* **Belge Alıntısı**
"""
Fatih Acar
Fatih Acar

Gelir Vergisi beyanında dikkat edilmesi gerekenler (2); Beyana tabi gelir unsurları

Köşe Yazısını Dinle

193 sayılı Gelir Vergisi Kanunu (GVK)’nun 1’inci maddesine göre, gerçek kişilerin gelirleri gelir vergisine tabidir.

Gelir, bir gerçek kişinin bir takvim yılı içinde elde ettiği kazanç ve iratların safi tutarıdır.

Gelire giren kazanç ve iratlar GVK’nın 2’nci maddesine göre şu unsurlardan oluşur:

  • Ticari kazançlar,

  • Zirai kazançlar,

  • Ücretler,

  • Serbest meslek kazançları,

  • Gayrimenkul sermaye iratları,

  • Menkul sermaye iratları,

  • Diğer kazanç ve iratlar.

Bu kazanç ve iratların elde edilmesi, hesaplanması, diğer gelir unsurlarıyla birlikte değerlendirilmesi ve neticede gelir vergisi beyannamesinin hazırlanması ile ilgili ayrıntılı açıklamalar bu yazı dizimizde yapılacaktır.
"""
* **Sağlanan Veriler**
"""
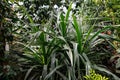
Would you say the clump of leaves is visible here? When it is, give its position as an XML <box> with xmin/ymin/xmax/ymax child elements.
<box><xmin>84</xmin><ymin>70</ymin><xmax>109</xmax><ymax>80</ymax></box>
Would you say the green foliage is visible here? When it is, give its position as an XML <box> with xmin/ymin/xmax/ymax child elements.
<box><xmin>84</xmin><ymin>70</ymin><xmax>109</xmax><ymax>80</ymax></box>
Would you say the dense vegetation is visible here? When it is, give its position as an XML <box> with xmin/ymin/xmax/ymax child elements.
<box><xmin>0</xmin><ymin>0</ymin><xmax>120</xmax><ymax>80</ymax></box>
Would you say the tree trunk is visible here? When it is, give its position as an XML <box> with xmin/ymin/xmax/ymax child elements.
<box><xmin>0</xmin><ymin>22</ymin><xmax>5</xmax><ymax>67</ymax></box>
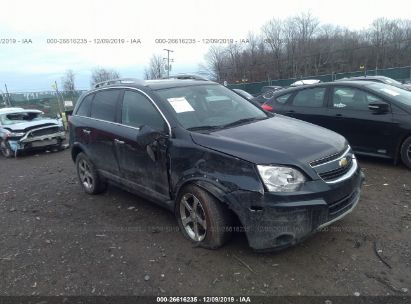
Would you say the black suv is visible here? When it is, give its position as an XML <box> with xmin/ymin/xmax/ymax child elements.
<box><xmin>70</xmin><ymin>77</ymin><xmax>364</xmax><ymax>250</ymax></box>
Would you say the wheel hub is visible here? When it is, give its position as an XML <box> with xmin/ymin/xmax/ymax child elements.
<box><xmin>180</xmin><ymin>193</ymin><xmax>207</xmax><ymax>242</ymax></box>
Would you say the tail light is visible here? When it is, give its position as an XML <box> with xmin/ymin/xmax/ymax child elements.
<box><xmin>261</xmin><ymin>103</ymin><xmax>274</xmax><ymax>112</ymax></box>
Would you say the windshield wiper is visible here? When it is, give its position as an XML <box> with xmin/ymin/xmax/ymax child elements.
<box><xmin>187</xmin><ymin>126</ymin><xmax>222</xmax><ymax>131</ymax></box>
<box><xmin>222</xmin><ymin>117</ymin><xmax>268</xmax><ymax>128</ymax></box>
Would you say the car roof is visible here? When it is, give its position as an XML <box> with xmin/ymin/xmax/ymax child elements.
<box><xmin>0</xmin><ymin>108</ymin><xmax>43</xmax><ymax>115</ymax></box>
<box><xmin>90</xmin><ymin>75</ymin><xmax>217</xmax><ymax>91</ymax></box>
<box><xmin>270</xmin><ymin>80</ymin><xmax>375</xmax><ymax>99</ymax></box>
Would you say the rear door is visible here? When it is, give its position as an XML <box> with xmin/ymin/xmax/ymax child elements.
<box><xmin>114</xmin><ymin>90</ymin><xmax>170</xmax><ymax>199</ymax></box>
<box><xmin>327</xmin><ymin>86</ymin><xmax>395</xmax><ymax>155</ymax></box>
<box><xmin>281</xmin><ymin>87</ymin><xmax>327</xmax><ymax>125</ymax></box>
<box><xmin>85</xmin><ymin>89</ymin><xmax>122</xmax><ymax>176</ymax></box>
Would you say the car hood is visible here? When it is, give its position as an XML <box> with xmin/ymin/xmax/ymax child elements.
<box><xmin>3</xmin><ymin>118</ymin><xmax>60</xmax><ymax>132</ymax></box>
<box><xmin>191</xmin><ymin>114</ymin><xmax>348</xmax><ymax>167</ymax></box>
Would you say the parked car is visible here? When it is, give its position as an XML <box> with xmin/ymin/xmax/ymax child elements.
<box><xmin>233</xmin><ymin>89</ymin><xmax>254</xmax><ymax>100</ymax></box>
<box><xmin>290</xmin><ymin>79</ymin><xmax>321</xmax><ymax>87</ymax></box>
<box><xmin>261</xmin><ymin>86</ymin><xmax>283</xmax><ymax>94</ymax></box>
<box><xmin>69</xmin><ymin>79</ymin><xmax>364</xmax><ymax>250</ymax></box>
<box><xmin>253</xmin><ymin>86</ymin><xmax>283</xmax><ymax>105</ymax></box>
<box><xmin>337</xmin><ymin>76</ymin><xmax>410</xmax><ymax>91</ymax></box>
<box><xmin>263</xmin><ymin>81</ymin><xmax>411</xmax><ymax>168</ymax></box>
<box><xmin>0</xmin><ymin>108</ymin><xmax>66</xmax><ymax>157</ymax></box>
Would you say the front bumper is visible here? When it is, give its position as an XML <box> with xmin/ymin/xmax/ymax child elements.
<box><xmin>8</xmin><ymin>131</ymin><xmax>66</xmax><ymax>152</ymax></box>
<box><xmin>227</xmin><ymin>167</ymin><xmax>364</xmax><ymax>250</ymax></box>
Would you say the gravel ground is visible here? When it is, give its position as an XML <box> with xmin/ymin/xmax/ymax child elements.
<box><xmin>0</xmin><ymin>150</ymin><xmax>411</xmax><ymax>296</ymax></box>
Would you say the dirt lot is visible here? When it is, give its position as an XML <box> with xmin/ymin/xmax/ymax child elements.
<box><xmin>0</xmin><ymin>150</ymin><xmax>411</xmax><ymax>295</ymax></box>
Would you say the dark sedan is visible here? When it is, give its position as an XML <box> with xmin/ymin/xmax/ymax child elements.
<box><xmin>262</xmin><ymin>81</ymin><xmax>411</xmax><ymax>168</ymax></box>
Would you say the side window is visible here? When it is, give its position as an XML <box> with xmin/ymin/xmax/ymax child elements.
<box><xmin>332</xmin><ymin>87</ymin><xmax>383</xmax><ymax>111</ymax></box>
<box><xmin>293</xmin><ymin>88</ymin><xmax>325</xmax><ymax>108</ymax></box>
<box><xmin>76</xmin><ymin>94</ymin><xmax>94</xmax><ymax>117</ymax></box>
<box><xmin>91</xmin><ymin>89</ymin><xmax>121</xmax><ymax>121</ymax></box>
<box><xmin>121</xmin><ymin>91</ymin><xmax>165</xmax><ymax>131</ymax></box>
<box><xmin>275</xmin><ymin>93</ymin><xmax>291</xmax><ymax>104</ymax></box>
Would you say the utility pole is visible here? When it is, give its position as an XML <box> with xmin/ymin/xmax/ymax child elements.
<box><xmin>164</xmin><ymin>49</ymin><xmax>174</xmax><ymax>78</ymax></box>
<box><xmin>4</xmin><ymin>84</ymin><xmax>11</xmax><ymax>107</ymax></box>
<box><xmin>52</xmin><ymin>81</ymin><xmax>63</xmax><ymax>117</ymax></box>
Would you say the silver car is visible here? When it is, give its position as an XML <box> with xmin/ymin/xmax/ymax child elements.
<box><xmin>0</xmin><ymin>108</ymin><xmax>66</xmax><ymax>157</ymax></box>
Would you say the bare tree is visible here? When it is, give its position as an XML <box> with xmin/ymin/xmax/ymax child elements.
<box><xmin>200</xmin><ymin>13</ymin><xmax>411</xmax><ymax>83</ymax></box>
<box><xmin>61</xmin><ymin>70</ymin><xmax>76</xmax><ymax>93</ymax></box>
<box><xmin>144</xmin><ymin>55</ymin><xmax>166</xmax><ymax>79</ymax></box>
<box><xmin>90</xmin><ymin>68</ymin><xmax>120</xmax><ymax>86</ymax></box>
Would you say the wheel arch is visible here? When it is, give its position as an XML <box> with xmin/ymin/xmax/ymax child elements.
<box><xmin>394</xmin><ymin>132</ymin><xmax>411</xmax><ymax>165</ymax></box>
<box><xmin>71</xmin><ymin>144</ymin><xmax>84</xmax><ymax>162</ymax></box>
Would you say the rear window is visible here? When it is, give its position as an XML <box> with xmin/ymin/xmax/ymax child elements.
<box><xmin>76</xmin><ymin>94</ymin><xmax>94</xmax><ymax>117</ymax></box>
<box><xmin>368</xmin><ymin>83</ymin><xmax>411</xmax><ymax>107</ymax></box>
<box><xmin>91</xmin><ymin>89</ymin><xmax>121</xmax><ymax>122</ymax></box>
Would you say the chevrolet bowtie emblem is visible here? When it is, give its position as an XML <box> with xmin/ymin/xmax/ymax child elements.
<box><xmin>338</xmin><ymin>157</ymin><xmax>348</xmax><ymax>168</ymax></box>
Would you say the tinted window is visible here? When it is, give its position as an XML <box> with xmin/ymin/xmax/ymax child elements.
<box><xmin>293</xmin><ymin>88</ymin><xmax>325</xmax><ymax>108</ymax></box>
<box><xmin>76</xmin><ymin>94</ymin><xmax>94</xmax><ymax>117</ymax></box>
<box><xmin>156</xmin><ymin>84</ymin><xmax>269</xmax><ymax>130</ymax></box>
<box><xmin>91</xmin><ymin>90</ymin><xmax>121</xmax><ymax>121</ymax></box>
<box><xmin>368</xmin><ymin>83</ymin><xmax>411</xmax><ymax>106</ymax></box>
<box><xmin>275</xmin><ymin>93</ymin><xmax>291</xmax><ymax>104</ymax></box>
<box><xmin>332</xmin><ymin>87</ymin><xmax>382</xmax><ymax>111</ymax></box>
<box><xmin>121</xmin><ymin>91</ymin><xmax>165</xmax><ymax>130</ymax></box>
"""
* **Yazılı Alıştırma 1**
Gelir vergisi beyanıyla ilgili metne göre GVK'nın 2'nci maddesinde gelire giren kazanç ve irat unsurlarının tümünü sıralayın.
* **Yazılı Alıştırma 2**
Gelir vergisi beyanıyla ilgili metinde "Gelir Vergisi beyanında" ile başlayan bölümü "iratların safi tutarıdır." ifadesi de dahil olmak üzere yeniden yazın.
* **Yazılı Alıştırma 3**
Gelir vergisi beyanıyla ilgili metni son cümlesinden sonra devam ettirin.

* **Alıştırma Sonucu 1**
- Ticari kazançlar
- Zirai kazançlar
- Ücretler
- Serbest meslek kazançları
- Gayrimenkul sermaye iratları
- Menkul sermaye iratları
- Diğer kazanç ve iratlar

* **Alıştırma Sonucu 2**
Gelir Vergisi beyanında dikkat edilmesi gerekenler (2); Beyana tabi gelir unsurları

Köşe Yazısını Dinle

193 sayılı Gelir Vergisi Kanunu (GVK)’nun 1’inci maddesine göre, gerçek kişilerin gelirleri gelir vergisine tabidir.

Gelir, bir gerçek kişinin bir takvim yılı içinde elde ettiği kazanç ve iratların safi tutarıdır.

* **Alıştırma Sonucu 3**
Bu açıklamalara geçmeden önce 2023 yılında gelir vergisi beyanlarını etkileyen değişiklik ve uygulamalar, sonra gelir unsurları itibariyle beyan esasları açıklanacaktır.

GELİR UNSURLARI İTİBARİYLE VERGİLENDİRME VE BEYAN ESASLARI

TİCARÎ KAZANÇLAR:

GVK’nda ticarî kazanç, esnaf muaflığından yararlanan ticari kazançlar (Md:9), basit usulde vergiye tâbi ticarî kazançlar (Md:47), arızî ticarî kazançlar (Md:82) ve yıllık beyan esasında vergiye tâbi ticarî kazançlar (Md:37) olmak üzere dört gruba ayrılmıştır.

    • Esnaf Muaflığından Yararlanan Kazançlar:

GVK’nın 9’uncu maddesinde yer alan esnaf gelir vergisinden muaftır. Esnaf muaflığına ilişkin genel ve özel şartlar bu maddede düzenlenmiştir. Esnaf muaflığı aslında istisnaî bazı ticarî kazançlara ilişkin stopaj yolu ile vergileme usulünden başka bir şey değildir.

Vergiden muaf esnafa yapılan ödemelere ilişkin stopaj oranı, el emeğine dayalı emtia bedelleri ve bunların imali karşılığında ödenen hizmet bedelleri ile hurda mal alımlarında % 2, diğer mal alımlarında % 5 ve diğer hizmet alımları ile bedeli birbirinden ayrılamayan mal ve hizmet alımlarında %10’dur (Md:94/13)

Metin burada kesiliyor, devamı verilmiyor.